--- Data shown ---

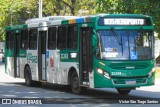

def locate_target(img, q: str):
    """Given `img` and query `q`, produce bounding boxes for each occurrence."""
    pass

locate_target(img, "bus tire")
[25,66,33,87]
[117,89,131,95]
[71,72,82,94]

---

Rewrite all the material above with "bus tire" replaced by "bus wheel" and everything else unchanged. Leave out the pictures.

§ The result
def locate_target(img, q: str):
    """Given `img` and query `q`, produce bounding boxes for each occurrence."""
    pass

locate_target(img, "bus wheel")
[25,66,33,87]
[117,89,131,95]
[71,72,82,94]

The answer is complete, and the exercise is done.